• [Pedido] Repita fielmente a parte do texto sobre Fernando Pessoa e a astrologia que começa em “O longo e persistente” e termina em “manuscritos ou datilografados.”.

── Trecho dado ──

MILTON MACIEL
O maior dos poetas portugueses contemporâneos, Fernando
Pessoa, manifestava grande interesse por assuntos esotéricos. Revelações feitas
pelo escritor português Paulo Cardoso no livro “Mar Português e a
Mensagem Astrológica”, mostram um Fernando Pessoa muito mais envolvido com
a Astrologia do que se supunha até então.
O longo e persistente trabalho de investigação de Paulo
Cardoso foi possível a partir do momento em que os familiares de Pessoa doaram
todo o espólio cultural do poeta ao governo português. Paulo foi uma das poucas
pessoas a obter autorização para manusear o impressionante acervo de 30 mil
documentos originais, manuscritos ou datilografados.

───
── Material ──

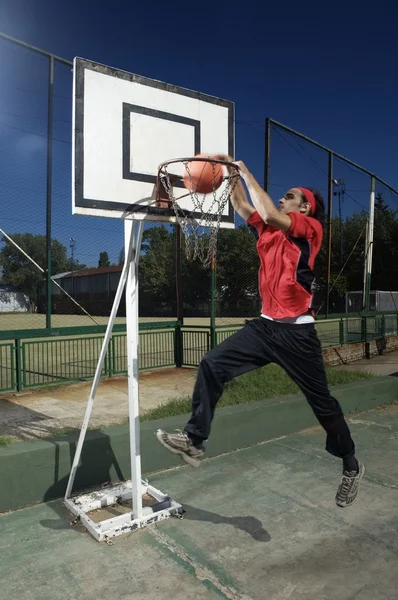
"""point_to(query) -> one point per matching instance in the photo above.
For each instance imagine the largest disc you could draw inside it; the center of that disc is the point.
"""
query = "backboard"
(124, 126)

───
── Material ──

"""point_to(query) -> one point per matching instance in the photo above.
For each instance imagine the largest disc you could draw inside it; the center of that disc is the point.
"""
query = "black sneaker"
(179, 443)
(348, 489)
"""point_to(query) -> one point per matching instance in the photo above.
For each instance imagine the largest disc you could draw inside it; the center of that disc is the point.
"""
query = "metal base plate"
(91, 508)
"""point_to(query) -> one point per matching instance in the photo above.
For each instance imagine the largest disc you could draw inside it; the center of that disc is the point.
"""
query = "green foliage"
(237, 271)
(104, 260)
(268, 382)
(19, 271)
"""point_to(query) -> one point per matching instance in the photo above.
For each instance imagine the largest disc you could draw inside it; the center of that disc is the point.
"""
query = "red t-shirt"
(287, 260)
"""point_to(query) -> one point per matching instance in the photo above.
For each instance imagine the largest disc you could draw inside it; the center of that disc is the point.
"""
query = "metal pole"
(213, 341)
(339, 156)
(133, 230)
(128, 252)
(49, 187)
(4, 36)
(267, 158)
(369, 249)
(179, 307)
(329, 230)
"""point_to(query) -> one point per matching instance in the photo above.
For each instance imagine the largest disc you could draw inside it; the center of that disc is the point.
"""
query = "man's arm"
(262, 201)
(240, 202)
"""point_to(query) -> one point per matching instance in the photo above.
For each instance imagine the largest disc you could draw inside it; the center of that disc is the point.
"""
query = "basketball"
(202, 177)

───
── Material ──

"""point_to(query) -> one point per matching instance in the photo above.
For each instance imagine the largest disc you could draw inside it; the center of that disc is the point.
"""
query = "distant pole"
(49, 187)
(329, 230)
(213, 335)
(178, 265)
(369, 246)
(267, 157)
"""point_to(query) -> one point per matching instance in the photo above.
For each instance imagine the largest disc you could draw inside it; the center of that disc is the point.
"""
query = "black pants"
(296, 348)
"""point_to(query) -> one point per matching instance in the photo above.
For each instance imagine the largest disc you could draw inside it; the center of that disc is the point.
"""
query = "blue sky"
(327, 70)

───

• [Resposta]
O longo e persistente trabalho de investigação de Paulo
Cardoso foi possível a partir do momento em que os familiares de Pessoa doaram
todo o espólio cultural do poeta ao governo português. Paulo foi uma das poucas
pessoas a obter autorização para manusear o impressionante acervo de 30 mil
documentos originais, manuscritos ou datilografados.